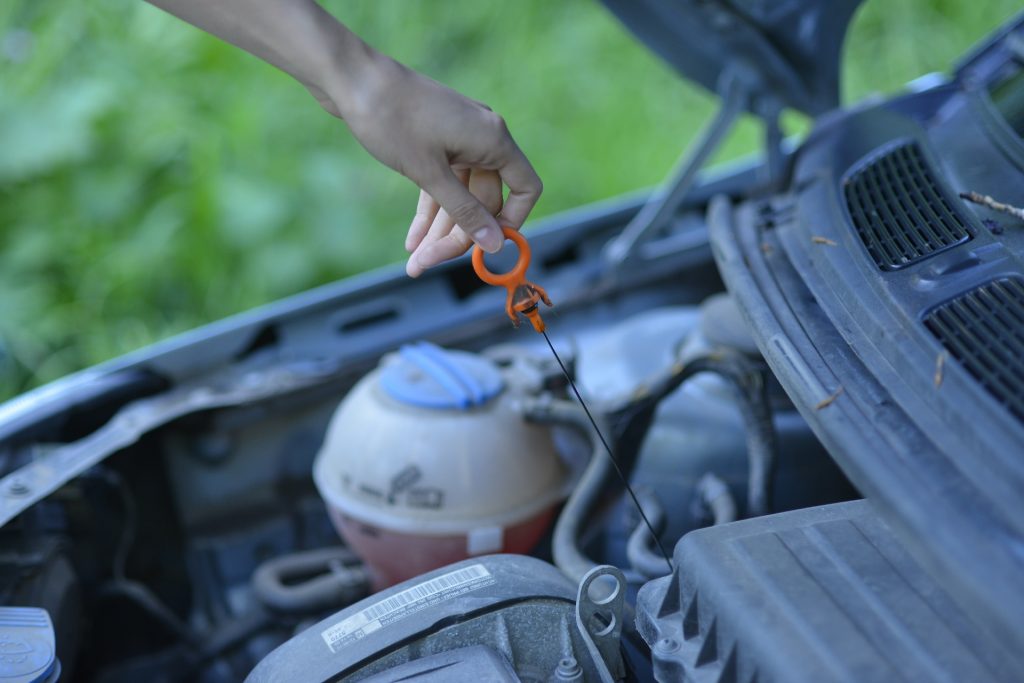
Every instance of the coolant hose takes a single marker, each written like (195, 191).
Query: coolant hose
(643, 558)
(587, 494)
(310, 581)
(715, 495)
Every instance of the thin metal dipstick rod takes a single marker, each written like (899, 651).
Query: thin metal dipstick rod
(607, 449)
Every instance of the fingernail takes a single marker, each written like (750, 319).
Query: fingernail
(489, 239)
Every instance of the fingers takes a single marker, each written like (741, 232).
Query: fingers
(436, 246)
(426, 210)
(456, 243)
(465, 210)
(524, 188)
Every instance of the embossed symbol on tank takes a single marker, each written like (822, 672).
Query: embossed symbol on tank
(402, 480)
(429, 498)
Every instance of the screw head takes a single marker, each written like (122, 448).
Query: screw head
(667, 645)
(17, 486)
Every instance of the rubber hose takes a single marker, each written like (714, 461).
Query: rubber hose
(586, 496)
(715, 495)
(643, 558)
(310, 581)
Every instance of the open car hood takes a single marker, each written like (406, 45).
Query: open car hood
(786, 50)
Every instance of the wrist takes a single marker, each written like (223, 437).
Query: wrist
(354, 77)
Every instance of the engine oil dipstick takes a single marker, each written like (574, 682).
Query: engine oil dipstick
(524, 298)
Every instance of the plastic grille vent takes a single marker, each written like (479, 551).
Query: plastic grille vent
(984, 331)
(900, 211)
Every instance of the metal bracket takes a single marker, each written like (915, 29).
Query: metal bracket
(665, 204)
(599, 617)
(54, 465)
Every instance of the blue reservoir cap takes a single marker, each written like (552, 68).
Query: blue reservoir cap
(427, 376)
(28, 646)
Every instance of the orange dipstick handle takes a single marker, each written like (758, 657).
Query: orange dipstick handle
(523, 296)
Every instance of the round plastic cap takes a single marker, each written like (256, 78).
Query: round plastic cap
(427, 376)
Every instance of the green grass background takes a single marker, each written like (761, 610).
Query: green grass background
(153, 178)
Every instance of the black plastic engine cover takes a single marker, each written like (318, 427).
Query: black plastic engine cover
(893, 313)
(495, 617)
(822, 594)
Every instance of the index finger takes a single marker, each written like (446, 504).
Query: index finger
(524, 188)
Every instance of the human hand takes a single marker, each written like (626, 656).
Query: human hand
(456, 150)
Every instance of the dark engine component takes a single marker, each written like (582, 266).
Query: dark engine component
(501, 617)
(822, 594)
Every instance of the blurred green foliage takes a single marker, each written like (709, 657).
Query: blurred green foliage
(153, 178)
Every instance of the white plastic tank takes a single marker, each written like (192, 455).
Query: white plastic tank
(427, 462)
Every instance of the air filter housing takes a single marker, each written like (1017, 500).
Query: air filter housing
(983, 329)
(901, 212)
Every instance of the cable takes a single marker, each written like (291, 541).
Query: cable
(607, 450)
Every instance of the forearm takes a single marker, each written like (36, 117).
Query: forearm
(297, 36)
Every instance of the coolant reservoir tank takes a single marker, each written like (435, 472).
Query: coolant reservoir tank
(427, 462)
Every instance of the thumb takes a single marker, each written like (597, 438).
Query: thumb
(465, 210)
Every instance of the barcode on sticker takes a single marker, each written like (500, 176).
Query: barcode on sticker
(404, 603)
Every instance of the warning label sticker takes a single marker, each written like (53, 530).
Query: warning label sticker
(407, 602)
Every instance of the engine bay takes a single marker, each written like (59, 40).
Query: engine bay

• _TASK STATEMENT_: Print all of the entries word for word. Skip any images they contain.

• _RESPONSE_:
Every instance of the coolant hose takes a single marker, each written like (195, 191).
Query: coolant hose
(643, 558)
(587, 494)
(310, 581)
(715, 495)
Every instance of the thin metal dipstick rod takes a single marker, each written like (899, 651).
Query: thin metal dipstick rod
(607, 449)
Every instance of the fingernail takes a single marker, each written like (750, 319).
Query: fingernail
(489, 239)
Every instance of the fingers takes a single marker, each written like (741, 232).
Query: fingers
(436, 246)
(426, 210)
(456, 243)
(465, 210)
(524, 188)
Every instance of the embossed symbol on tank takes a single marker, each written like (822, 672).
Query: embossed symbol on tank
(402, 480)
(429, 498)
Every instance of the screw head takes a single marker, each written like (122, 448).
Query: screw head
(667, 645)
(17, 486)
Every instance of the rubber hose takes a single marker, each written like (714, 461).
Query: rubber hose
(586, 496)
(715, 495)
(643, 558)
(310, 581)
Every instance of the open car hood takes a single marker, each written like (406, 45).
Query: open car hood
(786, 50)
Every instance of the wrist takes a single marker, each written like (223, 437).
Query: wrist
(354, 77)
Every instance of the engine oil dipstick takes a single marker, each written like (574, 682).
Query: engine oil dipstick
(524, 298)
Every instance of the plastic grille vent takes a single marker, each written like (479, 551).
Query: plastic grille vent
(984, 331)
(900, 211)
Every instance of the metal bracket takes a single marker, each written like (915, 29).
Query: metal bracket
(665, 204)
(599, 617)
(54, 465)
Every instance of the blue reservoir cap takes a single marker, each written like (552, 68).
Query: blue reservoir cap
(427, 376)
(28, 646)
Every instance of the orange dipstick handle takes a single marker, each written like (758, 657).
Query: orange dipstick handle
(523, 296)
Every instance of the round plastic cap takes a single marker, each written like (256, 78).
Query: round plastic cap
(427, 376)
Every instance of the green grass background takes a single marker, each written like (761, 610).
Query: green grass background
(153, 178)
Every instance of the black plastic engine cover takes a single marker, each written like (318, 427).
Query: black plastic engine cover
(893, 313)
(495, 617)
(822, 594)
Every instance of the index finger takes a single marker, each written like (446, 504).
Query: index finger
(524, 188)
Every instance of the human hand takes a single marker, each written like (626, 656).
Query: human hand
(456, 150)
Every instance of the dark engine component takes a single marker, each written like (582, 266).
Query: dark engine component
(501, 617)
(822, 594)
Every instance of the blurred green foliage takes a single marker, each written like (709, 657).
Query: blurred green foliage
(153, 178)
Every instance of the white plastic tank takes a single marker, each written like (192, 455).
Query: white plastic tank
(427, 462)
Every instance of the air filter housing takes a single marker, each written like (1017, 500).
Query: air filter housing
(983, 329)
(901, 212)
Every instance of the cable takes a single marker, each written like (291, 541).
Query: cable
(607, 450)
Every instance of the forearm takes a single marker, each written like (36, 117).
Query: forearm
(297, 36)
Every instance of the coolant reservoir tank takes a single marker, each written like (435, 472).
Query: coolant reservoir tank
(427, 462)
Every instance of the thumb takes a single marker, each written like (597, 438).
Query: thumb
(465, 210)
Every instance of the barcode on sticker takes a single marker, each written like (500, 176).
Query: barcode on sticker
(404, 603)
Every instance of the warning label sticker takes a single marker, each written like (53, 530).
Query: warning label sticker
(407, 602)
Every instance of the engine bay takes a single marker, each written like (59, 40).
Query: engine bay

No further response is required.